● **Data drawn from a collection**
╔══

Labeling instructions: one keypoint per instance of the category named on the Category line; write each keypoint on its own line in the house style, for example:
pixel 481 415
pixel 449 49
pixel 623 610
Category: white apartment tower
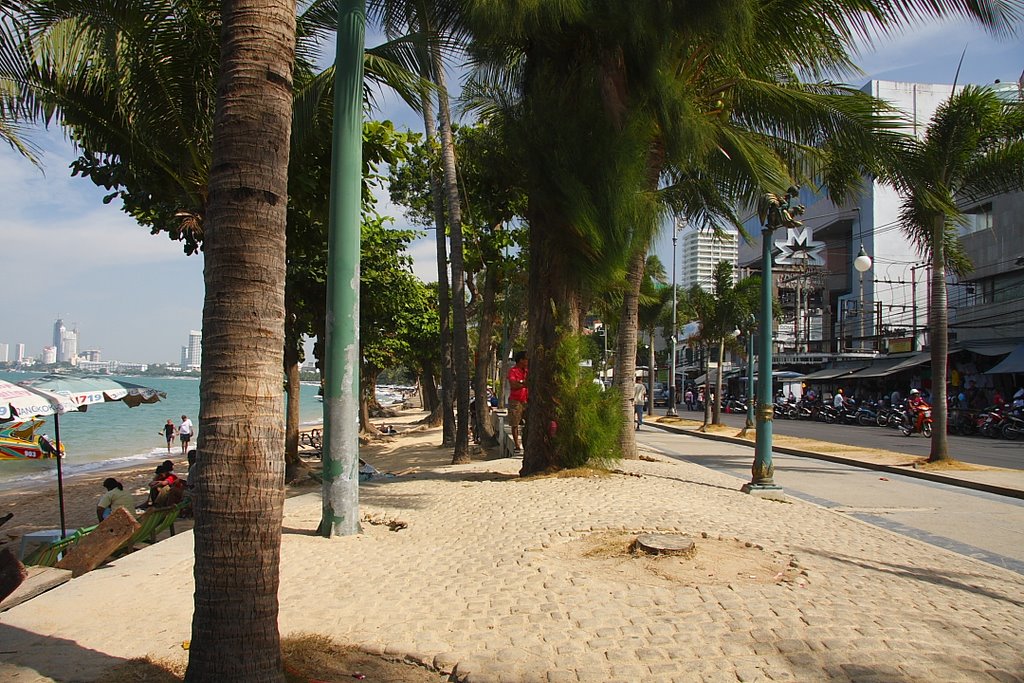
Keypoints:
pixel 69 346
pixel 701 250
pixel 193 354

╚══

● **Given exercise**
Reproduce the data above word for word, leaving the picture out of your answer.

● **Answer to this task**
Labeling instructions: one keypoint per instance of the category named on the Category line; write each keypoint on its own line in the house style, for example:
pixel 481 415
pixel 449 49
pixel 623 610
Category: white apartment tower
Keypoints:
pixel 69 346
pixel 701 250
pixel 193 354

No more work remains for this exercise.